A stretch of the entries below is to be set down exactly, running from the line with "the man's forehead" through the line with "target | man's arm", both included, and no other line.

[Opening Input data section]

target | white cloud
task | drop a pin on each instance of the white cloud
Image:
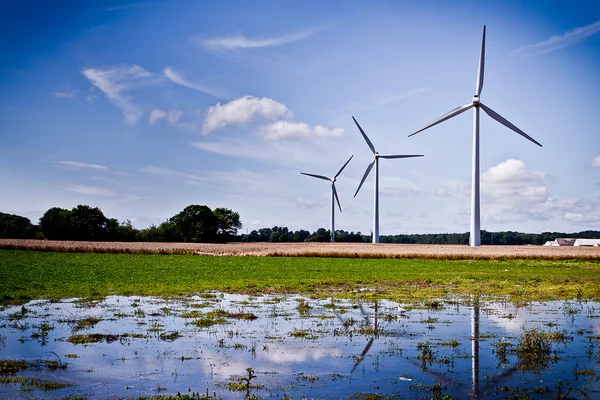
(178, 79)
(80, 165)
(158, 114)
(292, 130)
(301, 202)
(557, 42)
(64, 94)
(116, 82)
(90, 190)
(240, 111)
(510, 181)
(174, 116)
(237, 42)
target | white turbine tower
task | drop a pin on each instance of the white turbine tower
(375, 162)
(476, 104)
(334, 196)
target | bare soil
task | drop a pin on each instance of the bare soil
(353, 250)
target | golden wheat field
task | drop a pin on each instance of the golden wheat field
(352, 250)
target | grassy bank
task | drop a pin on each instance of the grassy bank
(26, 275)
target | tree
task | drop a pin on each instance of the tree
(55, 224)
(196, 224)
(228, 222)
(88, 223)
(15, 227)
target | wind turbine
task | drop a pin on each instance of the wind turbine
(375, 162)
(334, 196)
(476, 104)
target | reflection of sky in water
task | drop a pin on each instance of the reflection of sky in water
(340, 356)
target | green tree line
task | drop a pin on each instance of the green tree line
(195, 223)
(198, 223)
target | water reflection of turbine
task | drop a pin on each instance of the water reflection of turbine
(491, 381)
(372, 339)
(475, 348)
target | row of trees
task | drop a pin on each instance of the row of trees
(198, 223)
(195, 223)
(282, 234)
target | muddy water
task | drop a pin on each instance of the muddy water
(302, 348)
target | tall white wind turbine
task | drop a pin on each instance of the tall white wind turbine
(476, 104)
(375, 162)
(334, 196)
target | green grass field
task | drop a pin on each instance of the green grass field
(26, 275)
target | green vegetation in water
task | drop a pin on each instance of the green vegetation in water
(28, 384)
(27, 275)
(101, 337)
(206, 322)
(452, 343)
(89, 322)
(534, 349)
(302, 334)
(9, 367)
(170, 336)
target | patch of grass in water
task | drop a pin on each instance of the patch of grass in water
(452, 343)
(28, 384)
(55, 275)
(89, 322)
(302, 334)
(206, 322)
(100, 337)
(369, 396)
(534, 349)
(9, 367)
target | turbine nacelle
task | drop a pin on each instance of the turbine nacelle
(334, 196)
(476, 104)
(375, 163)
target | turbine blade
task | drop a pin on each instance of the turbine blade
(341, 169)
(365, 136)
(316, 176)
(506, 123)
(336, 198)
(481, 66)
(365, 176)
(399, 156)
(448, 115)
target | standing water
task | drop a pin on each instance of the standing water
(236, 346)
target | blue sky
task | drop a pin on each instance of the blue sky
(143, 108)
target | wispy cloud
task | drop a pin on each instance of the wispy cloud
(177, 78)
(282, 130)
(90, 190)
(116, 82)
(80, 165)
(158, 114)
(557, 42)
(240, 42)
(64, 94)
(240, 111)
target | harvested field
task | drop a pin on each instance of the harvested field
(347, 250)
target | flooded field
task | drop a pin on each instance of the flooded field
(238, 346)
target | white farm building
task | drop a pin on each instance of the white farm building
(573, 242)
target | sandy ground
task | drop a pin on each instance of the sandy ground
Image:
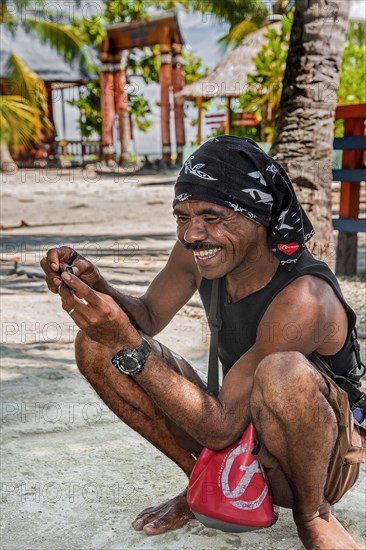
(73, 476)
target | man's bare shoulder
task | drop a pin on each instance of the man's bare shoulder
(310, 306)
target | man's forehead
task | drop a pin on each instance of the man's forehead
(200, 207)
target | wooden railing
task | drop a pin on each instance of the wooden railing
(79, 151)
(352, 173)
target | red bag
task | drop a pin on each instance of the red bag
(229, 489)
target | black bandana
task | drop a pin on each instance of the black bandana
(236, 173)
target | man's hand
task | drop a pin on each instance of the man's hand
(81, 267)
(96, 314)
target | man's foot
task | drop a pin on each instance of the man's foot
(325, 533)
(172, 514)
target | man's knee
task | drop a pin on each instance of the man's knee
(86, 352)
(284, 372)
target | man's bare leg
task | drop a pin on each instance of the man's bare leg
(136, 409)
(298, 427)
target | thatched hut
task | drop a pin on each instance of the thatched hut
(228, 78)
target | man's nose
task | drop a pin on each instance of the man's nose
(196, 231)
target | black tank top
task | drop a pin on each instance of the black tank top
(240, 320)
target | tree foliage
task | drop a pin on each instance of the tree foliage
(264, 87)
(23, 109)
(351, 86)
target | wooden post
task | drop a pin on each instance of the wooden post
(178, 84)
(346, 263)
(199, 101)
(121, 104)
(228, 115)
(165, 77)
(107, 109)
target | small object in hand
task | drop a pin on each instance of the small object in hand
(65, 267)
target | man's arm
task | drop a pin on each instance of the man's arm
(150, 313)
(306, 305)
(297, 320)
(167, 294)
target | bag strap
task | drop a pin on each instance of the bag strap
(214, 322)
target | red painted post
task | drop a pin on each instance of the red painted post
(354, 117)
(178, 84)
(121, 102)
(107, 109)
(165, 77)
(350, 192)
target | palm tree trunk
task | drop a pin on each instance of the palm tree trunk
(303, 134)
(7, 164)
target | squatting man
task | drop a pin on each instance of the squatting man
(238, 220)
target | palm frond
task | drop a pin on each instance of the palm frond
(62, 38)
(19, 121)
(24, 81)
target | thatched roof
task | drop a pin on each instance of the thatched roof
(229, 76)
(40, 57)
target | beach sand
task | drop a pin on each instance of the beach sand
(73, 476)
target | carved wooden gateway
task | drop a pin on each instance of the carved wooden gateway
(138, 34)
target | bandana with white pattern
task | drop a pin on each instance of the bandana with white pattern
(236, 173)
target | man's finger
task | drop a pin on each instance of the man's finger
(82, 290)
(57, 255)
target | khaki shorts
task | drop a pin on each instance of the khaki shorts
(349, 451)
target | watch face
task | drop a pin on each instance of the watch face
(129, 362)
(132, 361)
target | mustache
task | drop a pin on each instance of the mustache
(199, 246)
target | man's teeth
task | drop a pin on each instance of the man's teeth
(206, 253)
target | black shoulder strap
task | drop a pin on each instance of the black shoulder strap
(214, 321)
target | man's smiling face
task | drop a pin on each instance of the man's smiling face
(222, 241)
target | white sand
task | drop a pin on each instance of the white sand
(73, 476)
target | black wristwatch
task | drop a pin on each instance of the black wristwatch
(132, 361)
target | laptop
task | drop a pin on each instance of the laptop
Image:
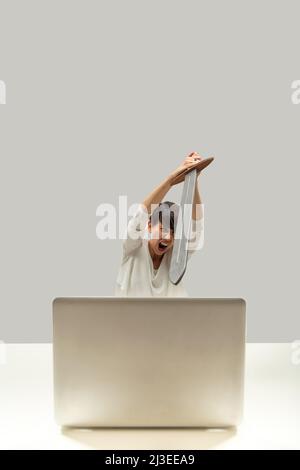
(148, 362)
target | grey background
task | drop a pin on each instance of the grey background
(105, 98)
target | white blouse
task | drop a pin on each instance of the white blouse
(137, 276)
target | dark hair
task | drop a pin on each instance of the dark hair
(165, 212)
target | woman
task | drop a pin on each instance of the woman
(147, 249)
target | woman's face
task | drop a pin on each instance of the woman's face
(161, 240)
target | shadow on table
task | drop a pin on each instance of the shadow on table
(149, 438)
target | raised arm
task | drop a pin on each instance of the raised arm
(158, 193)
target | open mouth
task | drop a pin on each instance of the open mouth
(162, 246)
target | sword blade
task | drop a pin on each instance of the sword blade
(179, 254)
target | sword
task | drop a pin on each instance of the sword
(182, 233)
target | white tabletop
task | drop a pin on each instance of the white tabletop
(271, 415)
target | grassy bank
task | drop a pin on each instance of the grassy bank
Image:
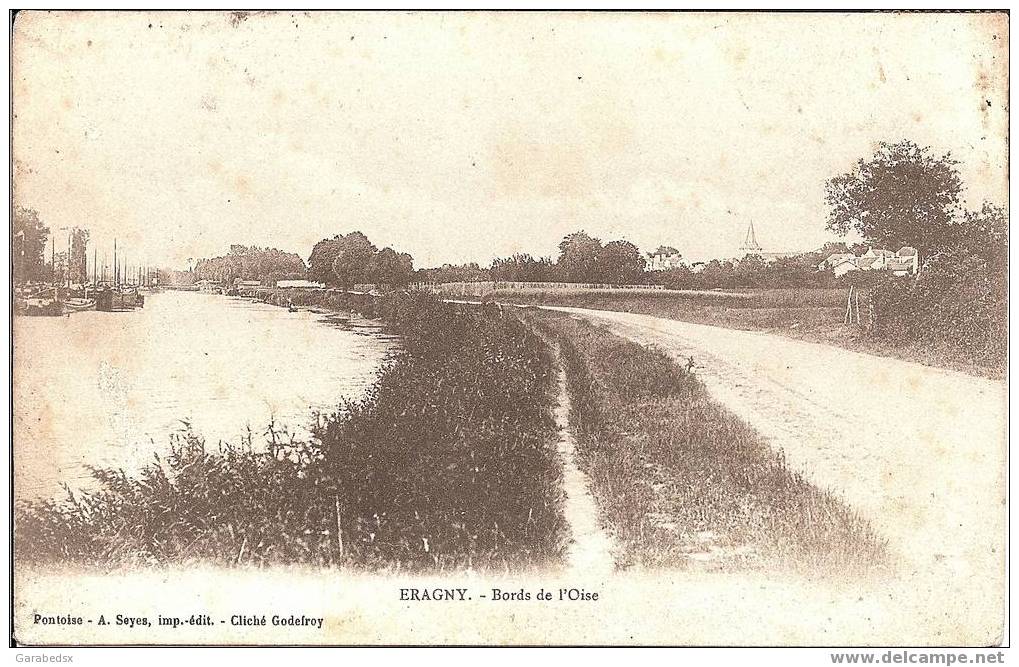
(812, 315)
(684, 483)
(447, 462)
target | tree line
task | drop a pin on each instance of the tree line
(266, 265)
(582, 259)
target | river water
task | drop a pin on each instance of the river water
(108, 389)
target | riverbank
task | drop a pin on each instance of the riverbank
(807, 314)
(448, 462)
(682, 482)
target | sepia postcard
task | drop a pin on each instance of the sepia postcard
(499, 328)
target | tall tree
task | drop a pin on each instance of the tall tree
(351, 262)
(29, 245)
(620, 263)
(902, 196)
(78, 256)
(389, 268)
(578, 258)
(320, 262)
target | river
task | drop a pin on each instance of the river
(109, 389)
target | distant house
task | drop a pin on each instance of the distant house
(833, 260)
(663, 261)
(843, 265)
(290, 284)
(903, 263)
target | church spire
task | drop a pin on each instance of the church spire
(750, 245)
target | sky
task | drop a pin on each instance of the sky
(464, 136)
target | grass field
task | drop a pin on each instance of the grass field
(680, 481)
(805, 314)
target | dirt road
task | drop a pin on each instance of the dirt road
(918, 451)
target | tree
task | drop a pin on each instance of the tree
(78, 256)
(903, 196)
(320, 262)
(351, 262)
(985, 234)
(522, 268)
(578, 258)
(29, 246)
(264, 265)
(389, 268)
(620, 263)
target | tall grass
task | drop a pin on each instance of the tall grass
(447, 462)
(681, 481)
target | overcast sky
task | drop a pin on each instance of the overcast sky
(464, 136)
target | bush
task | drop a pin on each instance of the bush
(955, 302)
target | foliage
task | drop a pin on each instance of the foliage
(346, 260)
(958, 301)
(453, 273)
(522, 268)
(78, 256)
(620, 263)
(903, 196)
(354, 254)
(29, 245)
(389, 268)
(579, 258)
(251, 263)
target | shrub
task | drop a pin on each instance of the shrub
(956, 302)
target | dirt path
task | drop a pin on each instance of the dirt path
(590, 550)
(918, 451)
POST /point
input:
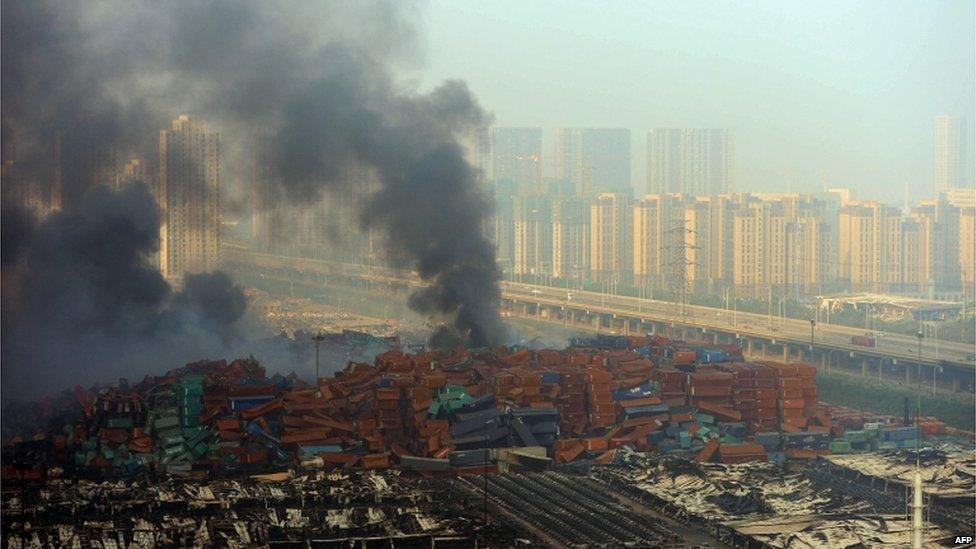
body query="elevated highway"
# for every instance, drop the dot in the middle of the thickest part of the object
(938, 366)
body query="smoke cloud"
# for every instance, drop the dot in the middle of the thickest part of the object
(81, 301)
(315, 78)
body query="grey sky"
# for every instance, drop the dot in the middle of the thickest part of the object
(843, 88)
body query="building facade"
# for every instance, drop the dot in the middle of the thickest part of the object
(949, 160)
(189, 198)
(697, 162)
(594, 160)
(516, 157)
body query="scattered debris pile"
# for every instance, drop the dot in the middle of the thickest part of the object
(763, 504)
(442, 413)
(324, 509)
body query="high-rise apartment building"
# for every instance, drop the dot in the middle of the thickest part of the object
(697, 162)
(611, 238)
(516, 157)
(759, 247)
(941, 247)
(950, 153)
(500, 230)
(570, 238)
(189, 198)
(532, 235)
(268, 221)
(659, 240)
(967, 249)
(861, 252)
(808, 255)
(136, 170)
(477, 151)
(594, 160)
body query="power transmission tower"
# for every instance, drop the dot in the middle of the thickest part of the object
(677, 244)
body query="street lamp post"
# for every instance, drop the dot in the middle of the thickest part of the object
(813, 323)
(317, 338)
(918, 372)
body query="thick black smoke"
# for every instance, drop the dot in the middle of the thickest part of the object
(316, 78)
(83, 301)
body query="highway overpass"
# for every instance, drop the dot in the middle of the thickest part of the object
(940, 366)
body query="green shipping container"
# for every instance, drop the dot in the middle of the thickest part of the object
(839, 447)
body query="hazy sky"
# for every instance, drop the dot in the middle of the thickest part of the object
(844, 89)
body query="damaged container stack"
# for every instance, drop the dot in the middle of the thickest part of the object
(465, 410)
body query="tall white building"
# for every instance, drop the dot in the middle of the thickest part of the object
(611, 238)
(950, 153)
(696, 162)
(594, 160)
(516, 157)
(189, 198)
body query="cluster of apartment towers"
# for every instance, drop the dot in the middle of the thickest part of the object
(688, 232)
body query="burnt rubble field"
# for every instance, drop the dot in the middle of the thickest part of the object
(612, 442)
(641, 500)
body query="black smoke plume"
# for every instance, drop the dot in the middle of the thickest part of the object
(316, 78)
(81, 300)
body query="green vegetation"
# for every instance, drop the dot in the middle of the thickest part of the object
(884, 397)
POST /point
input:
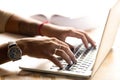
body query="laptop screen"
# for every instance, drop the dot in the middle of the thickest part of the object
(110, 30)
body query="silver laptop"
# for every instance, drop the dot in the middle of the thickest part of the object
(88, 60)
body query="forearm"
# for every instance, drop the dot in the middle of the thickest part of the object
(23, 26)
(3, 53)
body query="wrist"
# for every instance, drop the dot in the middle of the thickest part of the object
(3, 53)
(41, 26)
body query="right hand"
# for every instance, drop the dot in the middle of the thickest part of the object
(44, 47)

[Closing Input data section]

Result of this exercise —
task | drop a pin on each instance of the man's forehead
(200, 207)
target | wooden railing
task | drop a pin on each instance of the wooden railing
(79, 151)
(352, 173)
target | red bag
task | drop a pin on each instance of the red bag
(229, 489)
target | black bandana
task | drop a pin on each instance of the black bandana
(236, 173)
target | man's hand
task | drop a pin on each instance of the man's hand
(81, 267)
(96, 314)
target | man's foot
task | drop a pin on each instance of the man's foot
(325, 533)
(172, 514)
target | man's knee
task | drop a pin on each instance of the man's knee
(86, 352)
(284, 372)
target | man's bare leg
task | drop a pin on each instance of the man's bare leg
(136, 409)
(298, 427)
target | thatched hut
task | drop a pin on each instance of the thatched hut
(228, 78)
target | man's nose
task | drop a pin on each instance of the man's nose
(196, 231)
target | black tank top
task | drop a pin on each instance of the black tank top
(240, 320)
target | tree foliage
task | drop a pin on each instance of the tree foliage
(264, 87)
(23, 109)
(351, 86)
target | wooden post
task | drop a pin on each instance of the wooden post
(178, 84)
(346, 263)
(199, 101)
(121, 104)
(228, 115)
(165, 77)
(107, 109)
target | small object in hand
task | drop a pin on each instance of the small object in hand
(65, 267)
target | man's arm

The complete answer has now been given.